ACTIONS TO TAKE →
1 > Summarize the proposal story below in two sentences.
2 > From the proposal story below, reproduce the stretch from "Folajimi, a data" through "seen each other." word for word.
3 > Answer these questions using the proposal story below.
(a) In what year did Folajimi and Chioma first meet?
(b) Who is the manager of the bookshop?
(c) What did Folajimi tell Chioma he would be doing over the weekend?

Folajimi, a data analyst, and Chioma, a product manager, first met in 2002 at school in Ikenne, Nigeria (“she was the smartest girl in my class, in my whole set”), before reconnecting in December 2021, 13 years since they had last seen each other.

“You can’t really take out books from Chioma’s life,” says Folajimi. So, in 2024, when he was considering where to propose to her, a bookshop felt like a natural choice. “Books got here before me. So in a race to come before the books, I had to come in with the books.”

So he made arrangements with Manchester’s House of Books & Friends, a shop the couple had previously visited together. Booksellers working that day were “really excited” and “almost as nervous as the man proposing”, says bookshop manager Naomi Self.

Folajimi told Chioma he would be working over the weekend, and arranged with Chioma’s family that her cousin would invite her to dress up and go for afternoon tea. “None of this was strange, because I love afternoon tea,” says Chioma, “and I make my friends dress up for afternoon tea.”

PROVIDED DATA →
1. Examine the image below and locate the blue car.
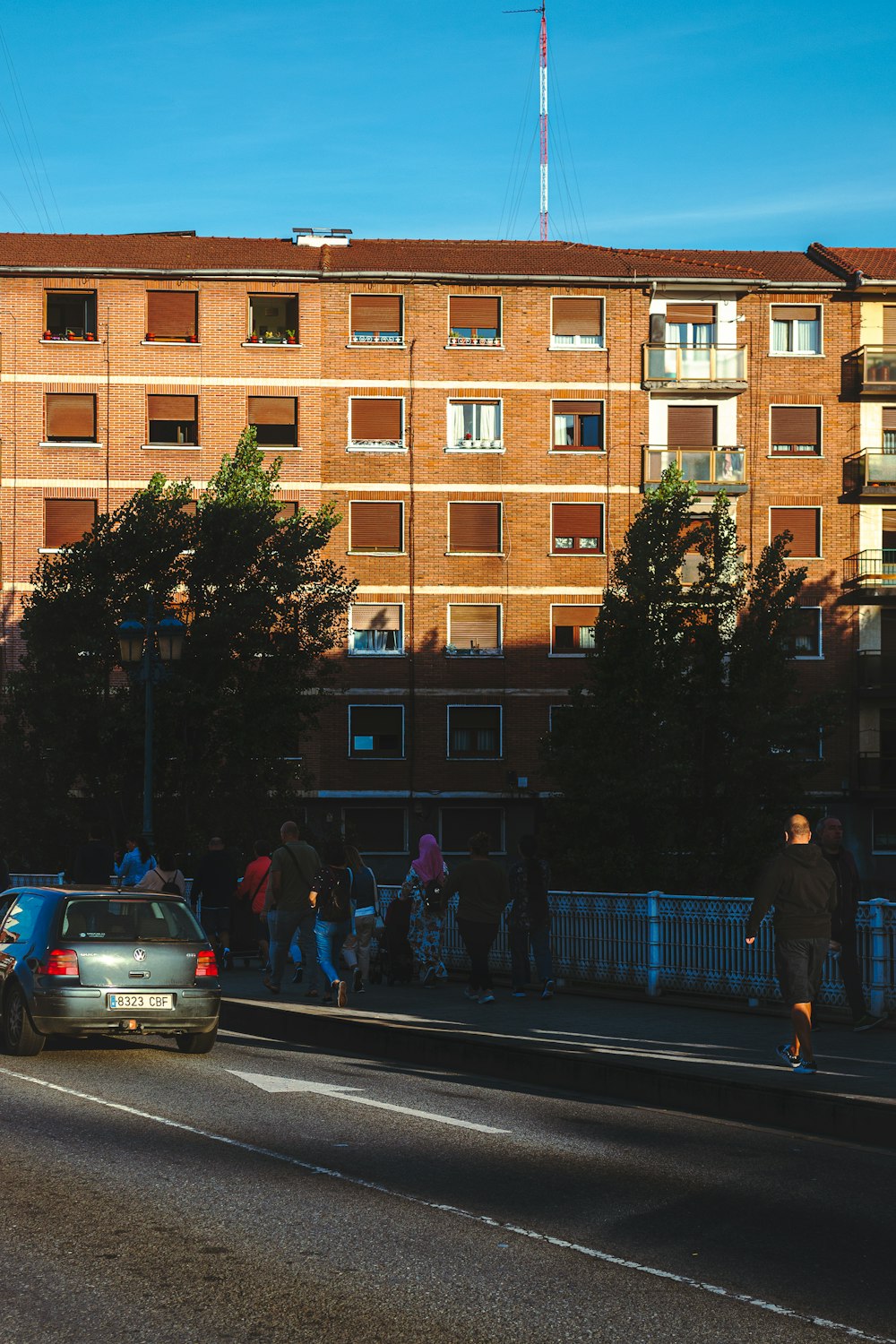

WORKED SOLUTIONS →
1 > Folajimi and Chioma first met at school in Ikenne, Nigeria, in 2002 and reconnected in December 2021, 13 years after they had last seen each other. Because books are central to Chioma's life, Folajimi arranged to propose at Manchester's House of Books & Friends, telling her he would be working that weekend while her cousin invited her to dress up for afternoon tea.

2 >
Folajimi, a data analyst, and Chioma, a product manager, first met in 2002 at school in Ikenne, Nigeria (“she was the smartest girl in my class, in my whole set”), before reconnecting in December 2021, 13 years since they had last seen each other.

3 >
(a) 2002
(b) Naomi Self
(c) Working